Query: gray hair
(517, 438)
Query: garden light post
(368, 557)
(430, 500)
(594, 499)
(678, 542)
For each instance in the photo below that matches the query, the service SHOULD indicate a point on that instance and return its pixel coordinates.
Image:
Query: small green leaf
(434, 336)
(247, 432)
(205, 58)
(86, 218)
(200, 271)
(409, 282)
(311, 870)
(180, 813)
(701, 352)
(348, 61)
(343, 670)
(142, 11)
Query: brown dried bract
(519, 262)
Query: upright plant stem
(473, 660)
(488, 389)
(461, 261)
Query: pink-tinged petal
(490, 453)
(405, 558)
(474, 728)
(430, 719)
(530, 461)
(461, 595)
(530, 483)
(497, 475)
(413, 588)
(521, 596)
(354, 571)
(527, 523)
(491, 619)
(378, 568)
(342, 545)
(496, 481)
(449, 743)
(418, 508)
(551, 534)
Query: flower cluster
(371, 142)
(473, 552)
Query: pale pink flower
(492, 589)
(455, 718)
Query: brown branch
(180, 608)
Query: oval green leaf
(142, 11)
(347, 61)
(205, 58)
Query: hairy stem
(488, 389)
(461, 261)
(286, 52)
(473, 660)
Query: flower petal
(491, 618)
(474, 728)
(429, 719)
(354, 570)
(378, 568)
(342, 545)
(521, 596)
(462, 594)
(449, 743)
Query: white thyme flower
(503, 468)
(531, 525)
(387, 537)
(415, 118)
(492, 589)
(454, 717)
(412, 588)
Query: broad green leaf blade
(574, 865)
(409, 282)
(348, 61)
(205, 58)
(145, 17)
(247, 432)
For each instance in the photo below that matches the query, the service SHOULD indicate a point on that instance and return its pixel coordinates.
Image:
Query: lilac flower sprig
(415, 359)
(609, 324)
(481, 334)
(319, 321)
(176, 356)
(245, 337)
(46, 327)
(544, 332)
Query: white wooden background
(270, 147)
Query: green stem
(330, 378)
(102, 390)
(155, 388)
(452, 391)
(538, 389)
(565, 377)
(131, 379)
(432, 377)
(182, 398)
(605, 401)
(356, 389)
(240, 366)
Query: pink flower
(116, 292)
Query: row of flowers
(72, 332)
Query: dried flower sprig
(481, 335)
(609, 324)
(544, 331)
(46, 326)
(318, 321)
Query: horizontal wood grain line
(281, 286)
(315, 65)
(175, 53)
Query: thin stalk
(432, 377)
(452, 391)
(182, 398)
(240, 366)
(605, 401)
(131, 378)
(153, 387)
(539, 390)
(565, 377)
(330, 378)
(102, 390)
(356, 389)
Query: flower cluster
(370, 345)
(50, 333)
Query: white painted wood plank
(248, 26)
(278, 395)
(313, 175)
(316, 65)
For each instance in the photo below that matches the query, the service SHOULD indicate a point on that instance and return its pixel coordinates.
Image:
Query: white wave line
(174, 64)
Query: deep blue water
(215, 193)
━━━━━━━━━━━━━━━━━━━━━━━━━━━━━━
*Exercise goal:*
Rewrite the data above, replacing "flower cluster" with "blossom cluster" and leaving everything else as it is.

*Task answer:*
Query: gray hair
(517, 438)
Query: garden light post
(368, 557)
(430, 500)
(594, 499)
(678, 542)
For each instance in the photo below that matches the query, the service SHOULD indicate a point on that instance and return its pixel coordinates.
Image:
Query: small green leaf
(434, 336)
(247, 432)
(205, 58)
(86, 218)
(200, 271)
(409, 282)
(311, 870)
(180, 813)
(701, 352)
(348, 61)
(343, 670)
(142, 11)
Query: brown dried bract
(519, 262)
Query: upright plant stem
(473, 660)
(488, 389)
(461, 261)
Query: pink-tinged petal
(490, 453)
(405, 558)
(474, 728)
(430, 719)
(530, 461)
(461, 595)
(530, 483)
(497, 475)
(413, 588)
(521, 596)
(354, 571)
(527, 523)
(491, 619)
(378, 568)
(342, 545)
(496, 481)
(449, 743)
(418, 508)
(551, 534)
Query: blossom cluster
(371, 142)
(473, 552)
Query: pale pink flower
(492, 589)
(455, 718)
Query: brown branch
(180, 608)
Query: oval green leaf
(142, 11)
(347, 61)
(205, 58)
Query: hairy stem
(488, 389)
(461, 261)
(286, 52)
(473, 660)
Query: flower petal
(491, 618)
(474, 728)
(429, 719)
(354, 570)
(378, 568)
(342, 545)
(521, 596)
(462, 594)
(449, 743)
Query: white thyme flower
(503, 468)
(531, 525)
(387, 537)
(415, 118)
(492, 589)
(454, 717)
(412, 588)
Query: broad green leaf blade
(574, 865)
(409, 282)
(348, 61)
(205, 58)
(145, 17)
(247, 432)
For each instance in the photo below that matches the query, the service SHOULD indicate a point on that instance and return its pixel coordinates.
Image:
Query: lilac flower sprig
(415, 359)
(609, 324)
(481, 334)
(319, 321)
(176, 356)
(245, 337)
(46, 327)
(544, 332)
Query: white wooden background
(270, 147)
Query: green stem
(330, 378)
(102, 390)
(155, 388)
(452, 391)
(538, 389)
(565, 377)
(131, 379)
(432, 377)
(182, 398)
(605, 401)
(356, 389)
(240, 366)
Query: pink flower
(116, 292)
Query: row of flowers
(72, 332)
Query: dried flower sprig
(481, 335)
(609, 324)
(544, 331)
(46, 326)
(318, 321)
Query: horizontal wood grain line
(281, 286)
(315, 65)
(175, 53)
Query: thin stalk
(432, 377)
(452, 391)
(182, 398)
(240, 366)
(605, 401)
(131, 378)
(153, 387)
(539, 390)
(565, 377)
(330, 378)
(102, 390)
(356, 389)
Query: blossom cluster
(370, 345)
(50, 333)
Query: white painted wood plank
(248, 26)
(278, 395)
(313, 175)
(316, 65)
For each instance in the photo below that matches the query, the service SHOULD indicate a point on that instance and return its pixel coordinates.
Image:
Query: white wave line
(174, 64)
Query: deep blue water
(215, 193)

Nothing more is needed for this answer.